begin TASK DATA

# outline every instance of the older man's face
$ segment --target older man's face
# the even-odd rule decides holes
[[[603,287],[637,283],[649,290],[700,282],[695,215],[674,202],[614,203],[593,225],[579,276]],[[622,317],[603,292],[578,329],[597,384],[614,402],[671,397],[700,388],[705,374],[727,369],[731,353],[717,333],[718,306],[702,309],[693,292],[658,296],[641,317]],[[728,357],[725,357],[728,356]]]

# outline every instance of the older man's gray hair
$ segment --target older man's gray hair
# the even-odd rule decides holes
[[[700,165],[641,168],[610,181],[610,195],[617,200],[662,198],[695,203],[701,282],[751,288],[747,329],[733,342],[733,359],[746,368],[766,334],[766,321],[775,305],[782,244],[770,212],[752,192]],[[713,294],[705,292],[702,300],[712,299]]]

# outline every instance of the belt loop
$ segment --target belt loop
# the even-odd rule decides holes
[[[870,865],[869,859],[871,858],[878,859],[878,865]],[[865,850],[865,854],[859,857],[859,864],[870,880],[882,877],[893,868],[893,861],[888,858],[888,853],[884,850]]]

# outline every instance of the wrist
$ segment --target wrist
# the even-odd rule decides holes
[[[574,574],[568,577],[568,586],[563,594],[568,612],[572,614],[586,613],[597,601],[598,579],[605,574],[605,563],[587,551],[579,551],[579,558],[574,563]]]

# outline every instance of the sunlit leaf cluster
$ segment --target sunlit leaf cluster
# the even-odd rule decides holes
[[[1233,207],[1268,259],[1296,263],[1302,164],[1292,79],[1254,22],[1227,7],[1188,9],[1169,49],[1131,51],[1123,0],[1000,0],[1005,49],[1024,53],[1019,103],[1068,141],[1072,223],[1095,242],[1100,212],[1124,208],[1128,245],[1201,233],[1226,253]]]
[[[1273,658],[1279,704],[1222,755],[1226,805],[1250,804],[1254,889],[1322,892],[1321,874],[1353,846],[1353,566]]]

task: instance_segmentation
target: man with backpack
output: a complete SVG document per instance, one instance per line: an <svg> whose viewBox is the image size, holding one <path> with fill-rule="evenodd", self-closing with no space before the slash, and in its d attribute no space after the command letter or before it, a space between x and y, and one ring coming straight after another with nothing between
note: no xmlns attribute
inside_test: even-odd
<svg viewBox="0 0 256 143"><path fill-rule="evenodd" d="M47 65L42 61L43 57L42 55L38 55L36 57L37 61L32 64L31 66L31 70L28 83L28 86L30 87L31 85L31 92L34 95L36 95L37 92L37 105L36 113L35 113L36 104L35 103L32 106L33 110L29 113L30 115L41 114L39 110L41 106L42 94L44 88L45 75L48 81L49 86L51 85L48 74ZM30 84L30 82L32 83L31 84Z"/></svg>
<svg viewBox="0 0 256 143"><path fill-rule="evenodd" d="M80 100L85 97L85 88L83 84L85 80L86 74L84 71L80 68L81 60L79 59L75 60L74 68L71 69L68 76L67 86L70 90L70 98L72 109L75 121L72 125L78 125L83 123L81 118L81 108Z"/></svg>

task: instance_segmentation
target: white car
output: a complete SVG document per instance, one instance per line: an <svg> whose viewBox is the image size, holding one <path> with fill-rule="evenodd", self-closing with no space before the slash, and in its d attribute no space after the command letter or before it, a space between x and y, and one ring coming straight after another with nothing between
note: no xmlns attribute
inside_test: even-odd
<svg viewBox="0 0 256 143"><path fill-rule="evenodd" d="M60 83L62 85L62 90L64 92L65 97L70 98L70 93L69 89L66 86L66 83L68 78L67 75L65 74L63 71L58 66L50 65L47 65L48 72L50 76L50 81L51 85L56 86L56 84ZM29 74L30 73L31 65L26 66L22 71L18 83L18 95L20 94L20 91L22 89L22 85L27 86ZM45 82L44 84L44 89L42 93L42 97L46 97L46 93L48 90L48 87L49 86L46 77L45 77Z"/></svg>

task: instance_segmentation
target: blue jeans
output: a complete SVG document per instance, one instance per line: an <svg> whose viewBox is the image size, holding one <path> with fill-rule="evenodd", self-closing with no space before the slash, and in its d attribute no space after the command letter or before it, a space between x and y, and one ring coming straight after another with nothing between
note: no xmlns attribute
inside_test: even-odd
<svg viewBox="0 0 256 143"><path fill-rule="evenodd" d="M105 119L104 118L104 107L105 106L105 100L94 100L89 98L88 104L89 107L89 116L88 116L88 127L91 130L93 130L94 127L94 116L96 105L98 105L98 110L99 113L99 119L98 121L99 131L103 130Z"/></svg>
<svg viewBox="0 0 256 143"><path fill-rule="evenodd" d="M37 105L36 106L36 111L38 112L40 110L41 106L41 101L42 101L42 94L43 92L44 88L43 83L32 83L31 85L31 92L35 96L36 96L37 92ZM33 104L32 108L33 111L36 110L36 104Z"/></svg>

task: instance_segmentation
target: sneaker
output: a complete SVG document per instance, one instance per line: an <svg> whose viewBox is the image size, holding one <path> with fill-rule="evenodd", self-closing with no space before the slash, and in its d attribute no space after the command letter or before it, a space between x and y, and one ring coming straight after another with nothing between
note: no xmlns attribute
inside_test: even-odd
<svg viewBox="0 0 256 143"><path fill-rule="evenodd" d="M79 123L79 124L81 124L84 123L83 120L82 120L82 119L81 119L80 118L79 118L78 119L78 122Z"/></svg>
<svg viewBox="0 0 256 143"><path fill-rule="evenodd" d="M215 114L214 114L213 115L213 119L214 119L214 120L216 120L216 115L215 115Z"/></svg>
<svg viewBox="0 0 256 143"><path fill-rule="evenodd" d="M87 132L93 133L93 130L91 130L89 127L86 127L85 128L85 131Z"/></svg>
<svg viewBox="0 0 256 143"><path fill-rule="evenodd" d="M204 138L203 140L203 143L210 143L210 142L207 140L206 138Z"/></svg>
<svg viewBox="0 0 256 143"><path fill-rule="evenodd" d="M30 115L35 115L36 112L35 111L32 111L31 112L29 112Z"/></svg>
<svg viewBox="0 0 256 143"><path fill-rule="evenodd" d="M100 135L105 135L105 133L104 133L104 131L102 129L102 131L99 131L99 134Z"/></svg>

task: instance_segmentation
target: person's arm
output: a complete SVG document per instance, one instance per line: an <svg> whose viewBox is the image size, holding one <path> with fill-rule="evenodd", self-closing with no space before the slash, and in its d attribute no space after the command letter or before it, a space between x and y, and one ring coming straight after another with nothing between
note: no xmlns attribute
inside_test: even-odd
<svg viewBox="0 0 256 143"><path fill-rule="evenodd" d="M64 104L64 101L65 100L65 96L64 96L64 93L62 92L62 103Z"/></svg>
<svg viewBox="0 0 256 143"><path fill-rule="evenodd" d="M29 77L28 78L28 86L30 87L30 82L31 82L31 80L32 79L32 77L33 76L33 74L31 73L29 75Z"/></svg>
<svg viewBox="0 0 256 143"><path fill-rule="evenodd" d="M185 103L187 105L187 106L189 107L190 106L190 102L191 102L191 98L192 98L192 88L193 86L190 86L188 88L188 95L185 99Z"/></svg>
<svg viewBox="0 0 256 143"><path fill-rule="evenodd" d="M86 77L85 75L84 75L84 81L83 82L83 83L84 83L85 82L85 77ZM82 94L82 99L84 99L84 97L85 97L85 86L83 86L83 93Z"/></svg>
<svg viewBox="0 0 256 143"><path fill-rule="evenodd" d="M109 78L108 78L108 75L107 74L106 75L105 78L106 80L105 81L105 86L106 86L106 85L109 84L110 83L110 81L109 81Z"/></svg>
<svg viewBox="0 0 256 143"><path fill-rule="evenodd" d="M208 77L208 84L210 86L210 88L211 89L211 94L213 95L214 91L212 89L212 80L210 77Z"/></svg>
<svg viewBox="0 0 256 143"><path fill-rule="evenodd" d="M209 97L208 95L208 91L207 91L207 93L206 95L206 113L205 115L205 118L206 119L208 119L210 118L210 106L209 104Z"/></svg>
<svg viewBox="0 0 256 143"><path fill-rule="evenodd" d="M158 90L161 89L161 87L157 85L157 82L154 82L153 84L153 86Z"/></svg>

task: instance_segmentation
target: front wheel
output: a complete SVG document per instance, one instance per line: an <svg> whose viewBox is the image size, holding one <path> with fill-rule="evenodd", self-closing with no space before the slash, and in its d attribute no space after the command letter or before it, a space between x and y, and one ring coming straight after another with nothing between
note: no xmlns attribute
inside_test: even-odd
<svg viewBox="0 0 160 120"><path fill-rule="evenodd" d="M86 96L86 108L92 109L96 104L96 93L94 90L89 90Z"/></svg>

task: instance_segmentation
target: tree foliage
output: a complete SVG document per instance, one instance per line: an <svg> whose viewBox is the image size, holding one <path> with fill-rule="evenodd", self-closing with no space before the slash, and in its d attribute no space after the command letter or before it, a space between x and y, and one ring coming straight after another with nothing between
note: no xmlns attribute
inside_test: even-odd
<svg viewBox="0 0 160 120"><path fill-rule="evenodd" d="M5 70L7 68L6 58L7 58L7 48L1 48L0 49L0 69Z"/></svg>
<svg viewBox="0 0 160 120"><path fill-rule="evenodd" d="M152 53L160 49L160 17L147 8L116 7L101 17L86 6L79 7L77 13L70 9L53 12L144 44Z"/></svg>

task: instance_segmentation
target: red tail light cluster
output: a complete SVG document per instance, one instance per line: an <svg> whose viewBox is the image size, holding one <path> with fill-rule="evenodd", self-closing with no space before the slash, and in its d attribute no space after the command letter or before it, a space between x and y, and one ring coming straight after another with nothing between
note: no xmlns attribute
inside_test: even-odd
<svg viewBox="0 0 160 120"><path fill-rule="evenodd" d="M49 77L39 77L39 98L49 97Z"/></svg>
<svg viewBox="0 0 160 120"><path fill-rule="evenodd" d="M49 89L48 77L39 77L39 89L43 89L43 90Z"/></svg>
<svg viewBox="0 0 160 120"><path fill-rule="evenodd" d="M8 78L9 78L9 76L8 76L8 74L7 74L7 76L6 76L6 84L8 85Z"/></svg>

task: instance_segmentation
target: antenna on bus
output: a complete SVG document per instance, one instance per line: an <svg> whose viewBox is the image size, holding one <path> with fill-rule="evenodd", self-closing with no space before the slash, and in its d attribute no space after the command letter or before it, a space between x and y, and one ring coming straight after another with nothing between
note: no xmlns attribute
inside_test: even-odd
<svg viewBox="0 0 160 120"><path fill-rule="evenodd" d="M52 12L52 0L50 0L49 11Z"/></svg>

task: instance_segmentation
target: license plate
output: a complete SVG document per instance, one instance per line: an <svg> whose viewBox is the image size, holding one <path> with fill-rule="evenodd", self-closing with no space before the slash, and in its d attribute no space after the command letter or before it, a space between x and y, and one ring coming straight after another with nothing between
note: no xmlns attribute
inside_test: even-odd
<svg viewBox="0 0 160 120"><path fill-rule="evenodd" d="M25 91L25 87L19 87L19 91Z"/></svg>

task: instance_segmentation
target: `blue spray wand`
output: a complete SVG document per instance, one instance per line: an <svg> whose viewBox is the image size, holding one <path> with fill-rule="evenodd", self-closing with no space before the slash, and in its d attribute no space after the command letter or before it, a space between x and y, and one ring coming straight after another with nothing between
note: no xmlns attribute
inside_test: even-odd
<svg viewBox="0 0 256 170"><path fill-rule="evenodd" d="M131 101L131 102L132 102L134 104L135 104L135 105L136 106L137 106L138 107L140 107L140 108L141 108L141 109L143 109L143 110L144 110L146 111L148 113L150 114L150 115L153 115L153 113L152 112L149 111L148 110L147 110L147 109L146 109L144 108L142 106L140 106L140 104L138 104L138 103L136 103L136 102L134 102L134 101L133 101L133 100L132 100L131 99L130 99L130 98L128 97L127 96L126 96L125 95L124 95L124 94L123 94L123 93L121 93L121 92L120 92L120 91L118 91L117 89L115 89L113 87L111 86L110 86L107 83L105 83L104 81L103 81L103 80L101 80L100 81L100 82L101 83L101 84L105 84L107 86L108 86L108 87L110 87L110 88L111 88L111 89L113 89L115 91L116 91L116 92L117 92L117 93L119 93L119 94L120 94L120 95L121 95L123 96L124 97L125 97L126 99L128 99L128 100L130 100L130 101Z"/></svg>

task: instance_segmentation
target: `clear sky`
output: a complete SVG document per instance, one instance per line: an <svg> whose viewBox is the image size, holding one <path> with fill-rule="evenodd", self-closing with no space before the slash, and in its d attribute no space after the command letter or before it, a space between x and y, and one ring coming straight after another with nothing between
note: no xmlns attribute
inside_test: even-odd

end TASK DATA

**WORK INSTRUCTIONS:** Please identify every line in the source data above that contains the string "loop", and copy each one.

**CORRECT ANSWER:**
# outline every instance of the belt loop
$ segment --target belt loop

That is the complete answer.